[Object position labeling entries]
----
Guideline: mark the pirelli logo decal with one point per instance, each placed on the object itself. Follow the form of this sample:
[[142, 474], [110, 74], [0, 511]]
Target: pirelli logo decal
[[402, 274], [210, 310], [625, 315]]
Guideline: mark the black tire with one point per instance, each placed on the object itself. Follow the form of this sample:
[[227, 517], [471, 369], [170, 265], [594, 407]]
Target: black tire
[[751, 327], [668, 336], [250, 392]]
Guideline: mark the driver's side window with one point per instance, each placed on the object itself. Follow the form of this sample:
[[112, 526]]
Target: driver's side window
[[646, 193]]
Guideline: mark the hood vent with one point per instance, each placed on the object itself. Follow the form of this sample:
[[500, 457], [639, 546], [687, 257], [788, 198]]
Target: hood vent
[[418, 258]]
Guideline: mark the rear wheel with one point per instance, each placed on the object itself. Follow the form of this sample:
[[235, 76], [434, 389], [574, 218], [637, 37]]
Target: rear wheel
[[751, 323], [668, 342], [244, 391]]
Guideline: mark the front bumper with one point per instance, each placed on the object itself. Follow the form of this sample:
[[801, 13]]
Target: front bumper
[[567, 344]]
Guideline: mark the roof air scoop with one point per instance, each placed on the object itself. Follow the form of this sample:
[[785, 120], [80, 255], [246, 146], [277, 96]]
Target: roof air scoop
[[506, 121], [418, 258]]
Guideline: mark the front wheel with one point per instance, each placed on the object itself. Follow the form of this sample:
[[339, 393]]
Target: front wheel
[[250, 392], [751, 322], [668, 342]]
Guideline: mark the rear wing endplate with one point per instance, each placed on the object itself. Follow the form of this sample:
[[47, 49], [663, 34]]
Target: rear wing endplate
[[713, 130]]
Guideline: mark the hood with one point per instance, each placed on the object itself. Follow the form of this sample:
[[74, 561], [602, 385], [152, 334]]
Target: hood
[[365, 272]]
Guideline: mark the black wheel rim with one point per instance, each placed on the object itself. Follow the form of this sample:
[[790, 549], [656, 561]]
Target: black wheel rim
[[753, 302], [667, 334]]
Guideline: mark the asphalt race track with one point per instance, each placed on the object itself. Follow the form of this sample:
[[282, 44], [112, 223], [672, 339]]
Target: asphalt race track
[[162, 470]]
----
Return all of the material above unchanged, reproducing every line word for word.

Guideline: mark the pirelli logo decal with one point per instance, each placed on the object itself. Follow the form of this sample:
[[142, 474], [110, 74], [0, 511]]
Target: pirelli logo decal
[[402, 274], [210, 310], [625, 315]]
Guideline: mark the black tire with one point per instance, each placed on the object itself. Follow the form of this sample:
[[227, 517], [471, 369], [170, 265], [594, 407]]
Target: black tire
[[751, 327], [668, 336], [250, 392]]
Guideline: mark the driver's side window with one point per instance, each placed on the object itself. Follow the form of this sample:
[[112, 526]]
Target: driver's side window
[[646, 193]]
Guideline: mark the hood vent with one point per instance, each placed on the object itself. Follow the form of this sample:
[[500, 457], [639, 546], [687, 257], [788, 198]]
Target: hood vent
[[418, 258]]
Guideline: mark the rear wheel with one point per instance, each placed on the object itself. Follow the form of this sample:
[[235, 76], [434, 389], [574, 218], [637, 37]]
Target: rear wheel
[[751, 323], [668, 342], [244, 391]]
Guideline: mark the front bumper with one point per instance, each placed on the object itself. Follow the form of this sample:
[[801, 13]]
Target: front bumper
[[567, 344]]
Guideline: mark the roof air scoop with one point per instance, each placed on the object itself. Follow the form of this sample:
[[785, 120], [80, 255], [246, 146], [277, 96]]
Target: roof air scoop
[[506, 121], [418, 258]]
Guideline: mark the front wheel with one point per instance, each placed on the object itself. Follow the form of this sample:
[[339, 393]]
Target: front wheel
[[250, 392], [751, 322], [668, 342]]
Guideline: mark the rear wing endplate with one point per instance, each placed on the object itself. Follow the form of this sample:
[[47, 49], [663, 34]]
Target: rear wing endplate
[[713, 130]]
Guideline: mark the hood with one point per instance, each placed on the object itself. Follow the form of this sample:
[[74, 561], [602, 385], [152, 334]]
Target: hood
[[365, 272]]
Guideline: mark the black wheel rim with one point per instance, each placed on the object itself. Follow the form of this sample:
[[790, 549], [656, 561]]
Target: black wheel rim
[[753, 302], [667, 334]]
Guideline: mark the asphalt race track with one point per instance, each placed on the object itself. Follow the form of this sample:
[[282, 44], [112, 223], [672, 339]]
Target: asphalt race track
[[162, 470]]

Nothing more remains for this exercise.